## Input for this task
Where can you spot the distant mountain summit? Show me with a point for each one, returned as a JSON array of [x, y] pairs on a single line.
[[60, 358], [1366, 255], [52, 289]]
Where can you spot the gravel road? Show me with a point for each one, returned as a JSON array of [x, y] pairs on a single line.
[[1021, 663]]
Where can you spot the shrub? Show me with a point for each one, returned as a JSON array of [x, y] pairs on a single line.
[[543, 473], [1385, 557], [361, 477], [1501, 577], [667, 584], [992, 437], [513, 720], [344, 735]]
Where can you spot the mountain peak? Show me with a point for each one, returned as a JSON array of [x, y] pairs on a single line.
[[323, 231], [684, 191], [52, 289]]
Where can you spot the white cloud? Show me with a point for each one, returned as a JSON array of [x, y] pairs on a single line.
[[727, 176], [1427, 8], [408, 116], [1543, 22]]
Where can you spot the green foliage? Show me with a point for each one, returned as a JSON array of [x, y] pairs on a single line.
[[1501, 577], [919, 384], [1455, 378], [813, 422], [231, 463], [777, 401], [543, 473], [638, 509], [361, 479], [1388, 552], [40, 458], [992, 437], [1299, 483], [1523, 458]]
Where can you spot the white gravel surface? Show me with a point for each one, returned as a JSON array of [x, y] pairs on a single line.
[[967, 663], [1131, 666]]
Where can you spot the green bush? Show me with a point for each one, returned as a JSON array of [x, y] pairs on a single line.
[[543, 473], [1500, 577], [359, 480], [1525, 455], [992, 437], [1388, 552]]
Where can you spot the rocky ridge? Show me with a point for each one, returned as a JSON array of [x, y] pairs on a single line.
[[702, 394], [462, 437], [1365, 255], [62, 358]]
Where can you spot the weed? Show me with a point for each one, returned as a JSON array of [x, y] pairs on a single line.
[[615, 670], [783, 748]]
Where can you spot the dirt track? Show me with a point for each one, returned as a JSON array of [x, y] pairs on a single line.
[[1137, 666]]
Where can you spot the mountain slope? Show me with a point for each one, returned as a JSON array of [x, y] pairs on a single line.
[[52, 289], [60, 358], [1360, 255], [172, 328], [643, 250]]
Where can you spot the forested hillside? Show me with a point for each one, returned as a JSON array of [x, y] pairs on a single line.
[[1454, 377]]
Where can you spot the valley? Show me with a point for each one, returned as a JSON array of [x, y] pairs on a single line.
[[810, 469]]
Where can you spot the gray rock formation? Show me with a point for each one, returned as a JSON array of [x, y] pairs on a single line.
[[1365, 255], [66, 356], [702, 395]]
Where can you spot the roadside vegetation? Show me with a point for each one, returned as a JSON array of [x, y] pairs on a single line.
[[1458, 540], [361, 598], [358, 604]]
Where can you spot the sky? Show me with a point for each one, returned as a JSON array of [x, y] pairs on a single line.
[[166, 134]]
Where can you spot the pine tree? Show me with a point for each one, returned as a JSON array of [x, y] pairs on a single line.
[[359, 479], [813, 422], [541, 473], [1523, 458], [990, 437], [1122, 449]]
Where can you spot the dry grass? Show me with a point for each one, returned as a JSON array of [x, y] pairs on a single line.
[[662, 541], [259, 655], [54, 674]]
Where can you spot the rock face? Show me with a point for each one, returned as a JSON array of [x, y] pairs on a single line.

## Task objective
Can you print the lines of the listing above verbatim, starting at the line containing "Where can you spot the pine" and ending after the line containing "[[662, 541], [259, 655], [54, 674]]"?

## Written solution
Where can you spot the pine tree? Show me with a point for each one, returned as a JSON array of [x, y] pairs on a single line.
[[359, 479], [813, 422], [541, 473], [1523, 458], [990, 437], [1122, 449]]
Where can you spot the dry grass? Show me with a point for each one, returned as a JSON array of [x, y] pairs on a single line.
[[662, 541], [259, 655], [54, 674]]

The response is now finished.